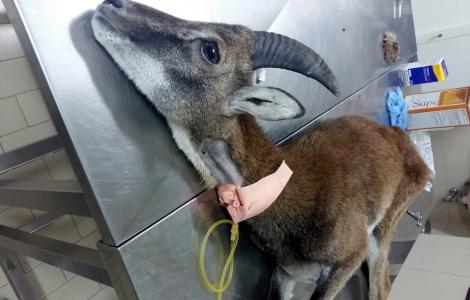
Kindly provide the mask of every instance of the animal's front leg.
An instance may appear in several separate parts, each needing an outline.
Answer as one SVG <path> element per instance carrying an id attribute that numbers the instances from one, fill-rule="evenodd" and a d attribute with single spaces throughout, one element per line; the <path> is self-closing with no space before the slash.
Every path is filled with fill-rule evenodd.
<path id="1" fill-rule="evenodd" d="M 225 141 L 206 139 L 202 142 L 199 152 L 211 175 L 219 183 L 243 185 L 245 180 L 238 171 L 237 164 L 230 157 L 230 151 Z"/>

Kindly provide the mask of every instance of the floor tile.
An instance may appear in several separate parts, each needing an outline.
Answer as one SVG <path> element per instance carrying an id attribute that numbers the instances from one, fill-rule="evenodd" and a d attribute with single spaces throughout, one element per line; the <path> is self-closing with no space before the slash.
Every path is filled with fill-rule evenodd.
<path id="1" fill-rule="evenodd" d="M 47 214 L 47 211 L 45 211 L 45 210 L 32 209 L 31 211 L 33 212 L 33 215 L 34 215 L 35 218 L 39 218 L 39 217 L 44 216 L 45 214 Z"/>
<path id="2" fill-rule="evenodd" d="M 21 108 L 14 97 L 0 100 L 0 136 L 18 131 L 27 126 L 28 124 L 26 124 Z"/>
<path id="3" fill-rule="evenodd" d="M 0 297 L 5 297 L 8 300 L 18 300 L 10 284 L 7 284 L 0 288 Z"/>
<path id="4" fill-rule="evenodd" d="M 6 285 L 8 283 L 8 278 L 5 276 L 2 268 L 0 268 L 0 287 Z"/>
<path id="5" fill-rule="evenodd" d="M 72 278 L 75 278 L 76 276 L 78 276 L 77 274 L 74 274 L 66 270 L 62 270 L 62 272 L 64 273 L 64 276 L 65 278 L 67 278 L 67 280 L 71 280 Z"/>
<path id="6" fill-rule="evenodd" d="M 404 265 L 407 268 L 470 277 L 469 257 L 470 238 L 421 234 Z"/>
<path id="7" fill-rule="evenodd" d="M 30 209 L 11 207 L 0 214 L 0 224 L 17 228 L 30 223 L 34 219 Z"/>
<path id="8" fill-rule="evenodd" d="M 10 208 L 10 206 L 0 205 L 0 213 L 2 213 L 3 211 L 5 211 L 9 208 Z"/>
<path id="9" fill-rule="evenodd" d="M 53 179 L 76 179 L 70 160 L 64 150 L 45 155 L 43 159 Z"/>
<path id="10" fill-rule="evenodd" d="M 16 255 L 18 257 L 18 260 L 20 261 L 21 266 L 23 267 L 23 270 L 26 272 L 31 271 L 33 268 L 39 266 L 41 262 L 37 259 L 34 259 L 32 257 L 24 256 L 24 255 Z"/>
<path id="11" fill-rule="evenodd" d="M 85 237 L 98 229 L 93 218 L 72 216 L 72 219 L 75 222 L 75 225 L 77 225 L 78 232 L 81 237 Z"/>
<path id="12" fill-rule="evenodd" d="M 470 237 L 470 226 L 464 223 L 450 223 L 447 232 L 451 232 L 453 236 Z"/>
<path id="13" fill-rule="evenodd" d="M 76 243 L 80 240 L 80 235 L 70 215 L 58 218 L 52 224 L 36 231 L 36 233 L 68 243 Z"/>
<path id="14" fill-rule="evenodd" d="M 450 235 L 449 233 L 447 233 L 447 231 L 443 231 L 441 229 L 437 229 L 437 228 L 434 228 L 434 227 L 431 228 L 431 234 L 434 234 L 434 235 Z"/>
<path id="15" fill-rule="evenodd" d="M 400 273 L 403 264 L 390 264 L 388 267 L 388 272 L 391 276 L 396 276 Z"/>
<path id="16" fill-rule="evenodd" d="M 57 135 L 57 131 L 55 130 L 52 121 L 46 121 L 12 134 L 5 135 L 0 138 L 0 143 L 2 143 L 3 150 L 11 151 L 54 135 Z"/>
<path id="17" fill-rule="evenodd" d="M 389 300 L 463 300 L 470 277 L 402 268 L 393 282 Z"/>
<path id="18" fill-rule="evenodd" d="M 83 246 L 83 247 L 88 247 L 88 248 L 92 248 L 92 249 L 97 249 L 97 246 L 96 244 L 101 241 L 101 234 L 99 233 L 99 231 L 95 231 L 93 233 L 91 233 L 90 235 L 84 237 L 83 239 L 81 239 L 77 245 L 80 245 L 80 246 Z"/>
<path id="19" fill-rule="evenodd" d="M 11 24 L 0 24 L 0 61 L 24 56 L 23 48 Z"/>
<path id="20" fill-rule="evenodd" d="M 53 291 L 45 299 L 47 300 L 88 300 L 100 291 L 97 282 L 76 276 Z"/>
<path id="21" fill-rule="evenodd" d="M 3 6 L 2 1 L 0 1 L 0 24 L 6 24 L 6 23 L 10 23 L 10 20 L 8 20 L 5 7 Z"/>
<path id="22" fill-rule="evenodd" d="M 39 90 L 16 95 L 16 98 L 18 99 L 18 103 L 20 104 L 21 110 L 23 111 L 29 126 L 51 119 Z"/>
<path id="23" fill-rule="evenodd" d="M 37 88 L 36 79 L 26 58 L 0 62 L 0 98 Z"/>
<path id="24" fill-rule="evenodd" d="M 113 288 L 105 287 L 101 292 L 94 295 L 90 300 L 118 300 L 116 291 Z"/>
<path id="25" fill-rule="evenodd" d="M 7 13 L 5 11 L 5 7 L 3 6 L 2 1 L 0 1 L 0 24 L 6 24 L 9 23 L 10 20 L 8 20 Z"/>
<path id="26" fill-rule="evenodd" d="M 42 263 L 26 273 L 26 280 L 41 296 L 47 295 L 65 283 L 65 277 L 59 268 Z"/>

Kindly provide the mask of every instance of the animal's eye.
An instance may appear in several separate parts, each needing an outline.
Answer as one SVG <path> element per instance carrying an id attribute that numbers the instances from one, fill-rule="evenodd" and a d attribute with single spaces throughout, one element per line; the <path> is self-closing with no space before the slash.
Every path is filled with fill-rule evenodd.
<path id="1" fill-rule="evenodd" d="M 213 64 L 220 61 L 219 47 L 216 42 L 205 41 L 202 44 L 202 55 Z"/>

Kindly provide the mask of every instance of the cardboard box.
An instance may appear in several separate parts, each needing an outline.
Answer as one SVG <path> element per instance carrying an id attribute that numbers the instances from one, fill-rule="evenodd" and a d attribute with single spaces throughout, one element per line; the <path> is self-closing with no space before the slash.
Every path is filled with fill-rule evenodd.
<path id="1" fill-rule="evenodd" d="M 470 87 L 405 97 L 408 129 L 470 125 Z"/>
<path id="2" fill-rule="evenodd" d="M 403 85 L 417 85 L 422 83 L 443 81 L 449 75 L 444 58 L 434 62 L 414 62 L 403 66 L 399 72 Z"/>

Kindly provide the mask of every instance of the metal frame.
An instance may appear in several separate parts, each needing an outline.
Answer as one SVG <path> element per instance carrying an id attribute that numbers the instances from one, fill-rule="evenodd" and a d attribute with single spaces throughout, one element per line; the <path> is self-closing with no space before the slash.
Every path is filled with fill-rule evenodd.
<path id="1" fill-rule="evenodd" d="M 15 252 L 111 285 L 97 250 L 0 225 L 0 244 Z"/>
<path id="2" fill-rule="evenodd" d="M 0 174 L 63 148 L 58 135 L 0 155 Z M 0 180 L 0 204 L 49 211 L 19 229 L 0 225 L 0 266 L 18 299 L 38 299 L 17 254 L 112 286 L 97 250 L 33 234 L 63 214 L 91 216 L 73 180 Z"/>
<path id="3" fill-rule="evenodd" d="M 59 136 L 0 155 L 0 174 L 63 148 Z M 77 181 L 0 180 L 0 204 L 49 211 L 19 229 L 0 225 L 0 266 L 18 299 L 38 299 L 17 254 L 112 285 L 97 250 L 33 234 L 63 214 L 91 216 Z"/>
<path id="4" fill-rule="evenodd" d="M 37 299 L 17 254 L 27 255 L 56 267 L 111 286 L 97 250 L 33 234 L 61 217 L 47 213 L 19 229 L 0 225 L 0 265 L 18 299 Z"/>
<path id="5" fill-rule="evenodd" d="M 0 265 L 18 299 L 37 299 L 15 252 L 0 247 Z"/>
<path id="6" fill-rule="evenodd" d="M 71 180 L 0 180 L 0 204 L 91 216 L 80 184 Z"/>
<path id="7" fill-rule="evenodd" d="M 17 150 L 3 153 L 0 155 L 0 174 L 61 148 L 63 148 L 62 141 L 56 135 Z"/>
<path id="8" fill-rule="evenodd" d="M 58 213 L 48 213 L 20 227 L 20 229 L 32 233 L 54 222 L 60 216 L 62 215 Z M 0 265 L 19 299 L 37 299 L 39 297 L 26 279 L 26 270 L 22 267 L 23 265 L 15 252 L 0 247 Z"/>

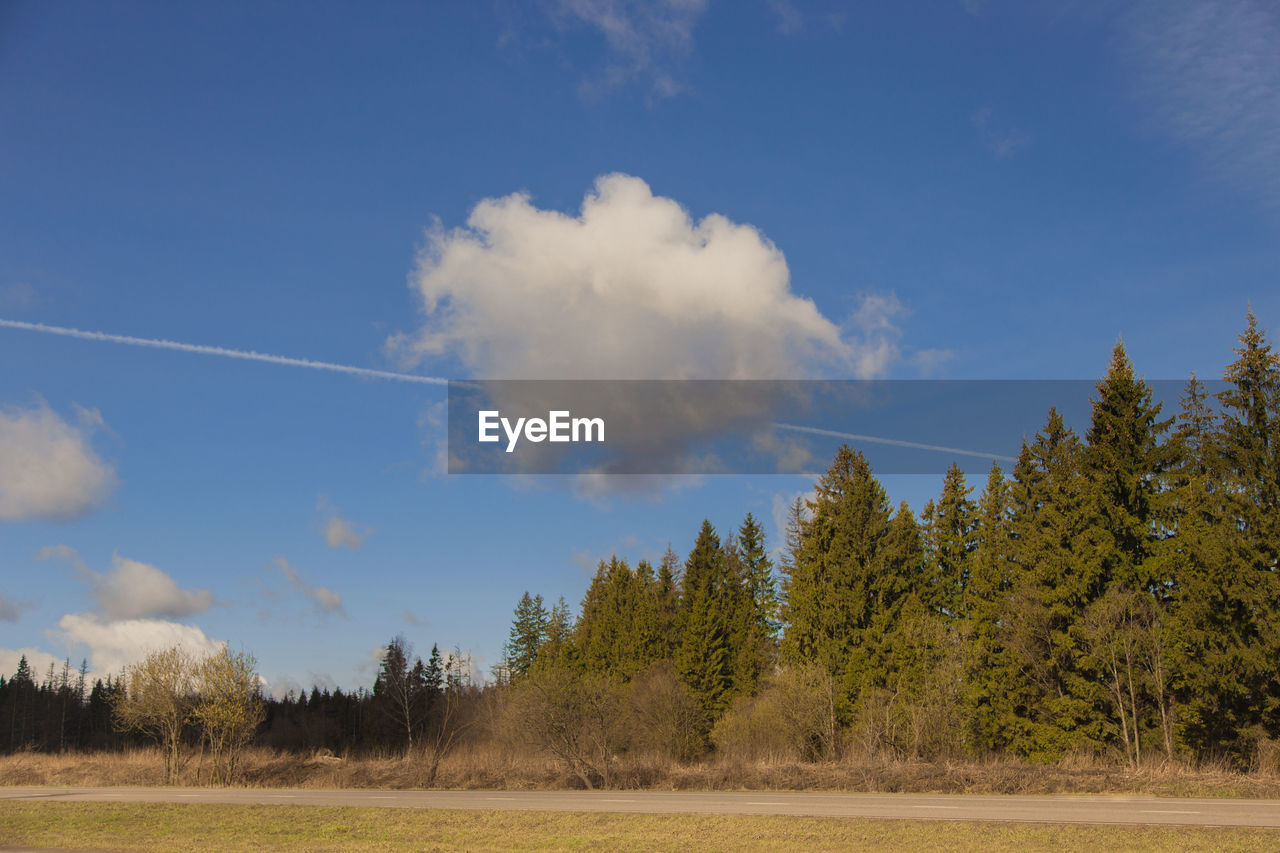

▸ WORK INSTRUCTION
Each line above with the string "Kindly" in it should be located and copied.

▸ YOUR SOLUTION
Kindly provide the mask of every instance of the animal's front leg.
Kindly provide the mask of every instance of the floor tile.
Kindly provide the mask of every instance of the animal's eye.
Kindly provide the mask of every instance of the cardboard box.
Kindly provide the mask of every instance of the metal frame.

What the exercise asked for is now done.